_TEXTE À LIRE_:
★ ★ ★ ★ ★
France

Bébés sans bras : les familles resteront probablement sans explications

Pour le groupe d’experts étudiant les malformations des nouveaux-nés, il n’y a pas d’excès de cas, sauf peut-être en Bretagne. L'investigation se poursuit et les chances sont selon eux «infimes» d'identifier la cause, à la déception des familles.

Identifier la cause de cas groupés d'enfants nés avec un bras mal formé s'annonce difficile, mais les investigations se poursuivent. C'est ce qu'ont assuré le 12 juillet dernier les autorités sanitaires, après la publication d'un rapport d'experts qui a déçu les familles concernées.

Investigations sur les essais de pesticides près d'une des villes concernées, analyse de l'air et de l'eau dans cette même zone, examen approfondi des articles scientifiques sur le sujet... «Il reste beaucoup à faire», a indiqué à la presse le directeur général de la Santé Jérôme Salomon. «Une feuille de route des actions à mener sera proposée à l'automne», après des «réunions de restitution» pour détailler les conclusions des experts aux familles, a-t-il ajouté. Le directeur général de la Santé a par ailleurs confirmé la création d'un septième registre des malformations congénitales, pour la région Nouvelle-Aquitaine.
★ ★ ★ ★ ★
_CONSIGNE A_:
Pour chacune des affirmations suivantes, dites si elle concorde avec l'article sur les bébés nés sans bras, en répondant par oui ou par non et en citant mot pour mot les termes de l'article qui tranchent. (i) Les experts constatent un excès de cas partout en France. (ii) Une feuille de route des actions à mener doit être proposée à l'automne. (iii) Le septième registre des malformations congénitales sera créé pour la Bretagne.
_CONSIGNE B_:
Poursuivez l'article sur les bébés nés sans bras après sa dernière phrase.

_DONNÉES ENREGISTRÉES_:
★ ★ ★ ★ ★
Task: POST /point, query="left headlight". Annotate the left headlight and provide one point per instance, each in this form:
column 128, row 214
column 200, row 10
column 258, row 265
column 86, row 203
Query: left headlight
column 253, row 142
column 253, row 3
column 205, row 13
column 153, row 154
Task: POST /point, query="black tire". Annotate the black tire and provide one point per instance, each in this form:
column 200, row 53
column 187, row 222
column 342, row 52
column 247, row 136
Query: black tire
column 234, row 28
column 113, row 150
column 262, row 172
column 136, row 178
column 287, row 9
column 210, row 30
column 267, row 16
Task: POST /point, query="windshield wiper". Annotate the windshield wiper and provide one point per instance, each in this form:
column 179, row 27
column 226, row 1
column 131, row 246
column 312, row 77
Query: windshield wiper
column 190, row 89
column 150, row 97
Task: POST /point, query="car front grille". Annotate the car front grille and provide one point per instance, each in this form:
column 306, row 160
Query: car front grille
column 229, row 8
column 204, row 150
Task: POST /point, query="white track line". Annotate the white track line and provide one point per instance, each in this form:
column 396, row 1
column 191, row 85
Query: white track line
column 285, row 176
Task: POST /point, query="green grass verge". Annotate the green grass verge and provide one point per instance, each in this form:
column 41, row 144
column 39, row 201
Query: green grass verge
★ ★ ★ ★ ★
_RÉPONSE RÉDIGÉE A_:
(i) Non : « il n’y a pas d’excès de cas, sauf peut-être en Bretagne ».
(ii) Oui : « Une feuille de route des actions à mener sera proposée à l'automne ».
(iii) Non : « la création d'un septième registre des malformations congénitales, pour la région Nouvelle-Aquitaine ».

_RÉPONSE RÉDIGÉE B_:
«Je comprends que les familles à la recherche d'explications soient déçues», a concédé la présidente du comité d'experts, Alexandra Benachi. «On se donne tous les moyens pour trouver» une éventuelle cause commune aux cas signalés, a assuré cette spécialiste des maladies congénitales rares, tout en expliquant pourquoi la probabilité d'y parvenir était «infime».

Ce groupe d'une vingtaine de scientifiques a été chargé depuis février d'analyser les cas groupés d'enfants (20 au total) nés dans le Morbihan, l'Ain et la Loire-Atlantique avec une «agénésie transverse des membres supérieurs» (ATMS).

Cette malformation très particulière se caractérise par l'absence de formation d'une main, d'un avant-bras ou d'un bras au cours du développement de l'embryon. La fréquence des nouveaux cas est estimée à 1,7 pour 10 000 naissances, soit environ 150 cas par an en France. 

Limites de la médecine

Après réexamen des dossiers médicaux et analyse des malformations du même type recensées aux alentours des zones étudiées, le comité a confirmé l'existence d'un «cluster» (une concentration anormale par rapport au nombre de cas attendus) autour de la petite ville de Guidel (Morbihan), avec trois cas retenus (sur quatre) en 18 mois.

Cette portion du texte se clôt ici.